● Written request
Rewrite these lines with "single-story house" changed to "two-story house", leaving everything else the same.

— Start —

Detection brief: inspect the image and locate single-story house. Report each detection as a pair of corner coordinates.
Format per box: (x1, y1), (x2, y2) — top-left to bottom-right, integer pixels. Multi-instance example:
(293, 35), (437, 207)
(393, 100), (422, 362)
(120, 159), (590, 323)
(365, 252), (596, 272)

— End —

● In response
Detection brief: inspect the image and locate two-story house. Report each detection as a pair of corner coordinates.
Format per box: (x1, y1), (x2, y2) — top-left to bottom-right, integer pixels. Multi-instance example:
(293, 35), (437, 207)
(393, 100), (422, 362)
(120, 159), (590, 323)
(365, 252), (596, 272)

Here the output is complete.